→ **Task goal**
Convert the lines starting with the one that contains "the green roof" and continuing through the one that contains "(412, 1262)" into a JSON list of strings, one string per line, with blank lines omitted. Include only those lines.

╭─ Input

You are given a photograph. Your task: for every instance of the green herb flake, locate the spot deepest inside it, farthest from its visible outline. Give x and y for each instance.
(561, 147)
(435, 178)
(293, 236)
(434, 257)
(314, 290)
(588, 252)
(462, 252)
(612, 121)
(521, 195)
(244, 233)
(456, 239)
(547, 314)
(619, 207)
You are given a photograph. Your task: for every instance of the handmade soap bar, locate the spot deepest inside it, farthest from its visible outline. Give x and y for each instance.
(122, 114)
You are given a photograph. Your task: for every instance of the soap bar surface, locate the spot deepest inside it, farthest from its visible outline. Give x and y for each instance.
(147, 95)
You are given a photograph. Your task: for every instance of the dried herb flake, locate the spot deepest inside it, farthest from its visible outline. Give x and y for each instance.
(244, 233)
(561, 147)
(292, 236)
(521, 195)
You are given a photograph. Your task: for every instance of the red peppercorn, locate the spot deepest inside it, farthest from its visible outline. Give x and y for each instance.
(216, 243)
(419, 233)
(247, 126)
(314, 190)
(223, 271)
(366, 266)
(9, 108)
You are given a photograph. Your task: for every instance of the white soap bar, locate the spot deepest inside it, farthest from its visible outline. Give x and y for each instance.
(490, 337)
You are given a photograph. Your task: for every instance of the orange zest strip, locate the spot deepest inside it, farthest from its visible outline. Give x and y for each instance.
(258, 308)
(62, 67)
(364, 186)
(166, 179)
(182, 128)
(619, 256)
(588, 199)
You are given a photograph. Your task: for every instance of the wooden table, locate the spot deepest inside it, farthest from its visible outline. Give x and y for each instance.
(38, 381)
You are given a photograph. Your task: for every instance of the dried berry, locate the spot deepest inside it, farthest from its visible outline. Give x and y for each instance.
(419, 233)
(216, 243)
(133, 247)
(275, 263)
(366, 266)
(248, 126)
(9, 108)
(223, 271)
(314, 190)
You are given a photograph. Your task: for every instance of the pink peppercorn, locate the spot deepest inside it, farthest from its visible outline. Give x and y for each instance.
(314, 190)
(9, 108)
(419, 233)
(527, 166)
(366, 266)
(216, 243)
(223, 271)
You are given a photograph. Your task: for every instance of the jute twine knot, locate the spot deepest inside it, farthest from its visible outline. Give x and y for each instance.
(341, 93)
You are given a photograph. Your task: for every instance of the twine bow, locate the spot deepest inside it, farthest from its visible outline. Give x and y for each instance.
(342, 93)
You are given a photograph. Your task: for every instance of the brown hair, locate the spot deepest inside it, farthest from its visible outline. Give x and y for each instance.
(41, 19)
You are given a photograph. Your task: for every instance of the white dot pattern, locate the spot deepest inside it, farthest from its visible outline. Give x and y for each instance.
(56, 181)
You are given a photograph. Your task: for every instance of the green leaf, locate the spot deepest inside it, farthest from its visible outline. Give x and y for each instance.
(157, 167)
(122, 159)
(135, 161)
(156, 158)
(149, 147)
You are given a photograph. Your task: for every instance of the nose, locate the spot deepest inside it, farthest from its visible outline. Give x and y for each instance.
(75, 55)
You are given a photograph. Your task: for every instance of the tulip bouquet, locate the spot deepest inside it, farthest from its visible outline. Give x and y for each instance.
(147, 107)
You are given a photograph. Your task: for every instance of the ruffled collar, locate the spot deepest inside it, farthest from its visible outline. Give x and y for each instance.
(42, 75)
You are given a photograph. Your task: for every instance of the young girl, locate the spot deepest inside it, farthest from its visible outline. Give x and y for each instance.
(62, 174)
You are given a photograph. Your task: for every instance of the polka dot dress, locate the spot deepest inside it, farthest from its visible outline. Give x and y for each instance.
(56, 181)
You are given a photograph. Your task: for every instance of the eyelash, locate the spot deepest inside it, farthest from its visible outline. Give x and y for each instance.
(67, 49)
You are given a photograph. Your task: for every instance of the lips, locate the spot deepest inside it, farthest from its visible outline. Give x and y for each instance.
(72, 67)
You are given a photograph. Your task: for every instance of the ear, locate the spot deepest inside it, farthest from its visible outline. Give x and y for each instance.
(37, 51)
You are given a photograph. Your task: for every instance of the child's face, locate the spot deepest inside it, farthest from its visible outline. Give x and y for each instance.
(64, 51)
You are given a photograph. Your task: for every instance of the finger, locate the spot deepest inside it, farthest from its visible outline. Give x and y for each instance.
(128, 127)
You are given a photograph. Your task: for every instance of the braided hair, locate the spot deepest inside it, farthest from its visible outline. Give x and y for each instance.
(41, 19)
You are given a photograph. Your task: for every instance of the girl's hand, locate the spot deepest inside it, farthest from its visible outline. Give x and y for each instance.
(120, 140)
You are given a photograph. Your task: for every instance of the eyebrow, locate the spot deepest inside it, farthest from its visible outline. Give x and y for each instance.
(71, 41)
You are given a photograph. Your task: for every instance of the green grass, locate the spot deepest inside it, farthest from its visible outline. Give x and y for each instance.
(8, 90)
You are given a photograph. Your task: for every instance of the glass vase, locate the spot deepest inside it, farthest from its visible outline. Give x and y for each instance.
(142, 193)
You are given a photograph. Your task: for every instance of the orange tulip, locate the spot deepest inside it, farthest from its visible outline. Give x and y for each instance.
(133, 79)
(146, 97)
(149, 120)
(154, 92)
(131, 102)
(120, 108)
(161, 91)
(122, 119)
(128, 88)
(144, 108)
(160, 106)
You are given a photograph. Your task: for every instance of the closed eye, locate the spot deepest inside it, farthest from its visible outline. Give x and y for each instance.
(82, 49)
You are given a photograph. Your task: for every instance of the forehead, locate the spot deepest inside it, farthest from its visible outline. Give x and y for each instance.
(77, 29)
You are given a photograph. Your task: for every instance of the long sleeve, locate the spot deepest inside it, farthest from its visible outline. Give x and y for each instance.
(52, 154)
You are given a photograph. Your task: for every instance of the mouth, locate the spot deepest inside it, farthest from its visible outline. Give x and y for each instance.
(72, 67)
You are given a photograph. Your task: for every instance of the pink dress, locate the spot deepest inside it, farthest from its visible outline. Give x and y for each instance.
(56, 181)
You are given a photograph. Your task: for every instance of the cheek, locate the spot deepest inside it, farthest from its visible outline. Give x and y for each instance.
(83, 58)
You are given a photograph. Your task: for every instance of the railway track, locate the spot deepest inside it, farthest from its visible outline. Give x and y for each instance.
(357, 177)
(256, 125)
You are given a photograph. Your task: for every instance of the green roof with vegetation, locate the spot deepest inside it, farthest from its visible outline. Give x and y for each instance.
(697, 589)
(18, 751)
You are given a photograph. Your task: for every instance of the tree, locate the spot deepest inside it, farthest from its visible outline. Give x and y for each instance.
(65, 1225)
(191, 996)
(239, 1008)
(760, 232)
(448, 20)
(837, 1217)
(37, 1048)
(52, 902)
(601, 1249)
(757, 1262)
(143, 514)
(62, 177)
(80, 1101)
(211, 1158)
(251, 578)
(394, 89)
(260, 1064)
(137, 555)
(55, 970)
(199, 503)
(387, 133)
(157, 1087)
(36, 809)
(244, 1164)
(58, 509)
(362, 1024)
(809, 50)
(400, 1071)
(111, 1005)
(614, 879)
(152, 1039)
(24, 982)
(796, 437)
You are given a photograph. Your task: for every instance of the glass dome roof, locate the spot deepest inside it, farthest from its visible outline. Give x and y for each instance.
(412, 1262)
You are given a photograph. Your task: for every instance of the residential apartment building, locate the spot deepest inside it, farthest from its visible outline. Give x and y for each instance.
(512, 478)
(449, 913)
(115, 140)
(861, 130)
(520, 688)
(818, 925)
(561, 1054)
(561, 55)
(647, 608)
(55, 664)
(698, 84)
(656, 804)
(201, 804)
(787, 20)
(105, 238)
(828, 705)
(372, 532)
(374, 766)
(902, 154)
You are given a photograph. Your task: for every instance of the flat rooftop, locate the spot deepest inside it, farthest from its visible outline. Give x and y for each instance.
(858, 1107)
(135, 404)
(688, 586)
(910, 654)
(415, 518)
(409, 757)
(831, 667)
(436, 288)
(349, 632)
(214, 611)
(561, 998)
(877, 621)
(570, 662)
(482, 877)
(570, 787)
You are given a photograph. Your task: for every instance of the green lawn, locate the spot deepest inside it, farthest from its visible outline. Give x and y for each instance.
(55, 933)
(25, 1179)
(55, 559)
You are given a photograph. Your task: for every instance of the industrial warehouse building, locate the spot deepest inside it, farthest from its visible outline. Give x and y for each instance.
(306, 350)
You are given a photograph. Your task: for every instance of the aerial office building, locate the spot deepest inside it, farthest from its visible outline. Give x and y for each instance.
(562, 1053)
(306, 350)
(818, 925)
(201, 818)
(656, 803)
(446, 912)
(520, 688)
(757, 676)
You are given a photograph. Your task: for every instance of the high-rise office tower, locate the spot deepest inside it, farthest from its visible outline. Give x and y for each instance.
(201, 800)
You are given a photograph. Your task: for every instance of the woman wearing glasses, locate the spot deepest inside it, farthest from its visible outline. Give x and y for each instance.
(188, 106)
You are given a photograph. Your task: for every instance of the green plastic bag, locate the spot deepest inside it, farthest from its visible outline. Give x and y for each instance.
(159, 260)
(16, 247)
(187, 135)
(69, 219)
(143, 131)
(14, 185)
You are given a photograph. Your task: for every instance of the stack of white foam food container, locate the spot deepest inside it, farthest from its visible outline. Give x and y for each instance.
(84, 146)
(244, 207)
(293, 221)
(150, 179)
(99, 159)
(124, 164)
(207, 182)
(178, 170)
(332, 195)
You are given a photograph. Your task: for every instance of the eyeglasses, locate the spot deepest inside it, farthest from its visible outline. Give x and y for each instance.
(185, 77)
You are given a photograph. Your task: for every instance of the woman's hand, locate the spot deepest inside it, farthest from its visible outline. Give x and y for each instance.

╰─

→ **Response to the exercise**
[
  "You are given a photograph. Your task: for every instance of the green roof with vegetation, locate the spot deepest inside it, farthest from its visible outline. Give x and y for each instance.",
  "(697, 589)",
  "(18, 751)",
  "You are given a photograph. Your task: for every instance of the tree, locate the spot deepest inside it, farthest from its visible outline. Give x and y for each instance.",
  "(65, 1225)",
  "(191, 996)",
  "(239, 1008)",
  "(760, 232)",
  "(448, 20)",
  "(837, 1217)",
  "(37, 1048)",
  "(52, 902)",
  "(601, 1249)",
  "(757, 1262)",
  "(143, 514)",
  "(62, 177)",
  "(80, 1101)",
  "(211, 1158)",
  "(251, 578)",
  "(394, 89)",
  "(260, 1064)",
  "(137, 555)",
  "(55, 970)",
  "(199, 503)",
  "(387, 133)",
  "(157, 1087)",
  "(36, 809)",
  "(244, 1164)",
  "(58, 509)",
  "(362, 1024)",
  "(809, 50)",
  "(400, 1071)",
  "(111, 1005)",
  "(614, 879)",
  "(152, 1039)",
  "(24, 982)",
  "(796, 437)",
  "You are given a photograph. Your task: for every instance of the glass dome roof, locate the spot deepest inside it, farthest from its visible outline. Give x and y for each instance.",
  "(412, 1262)"
]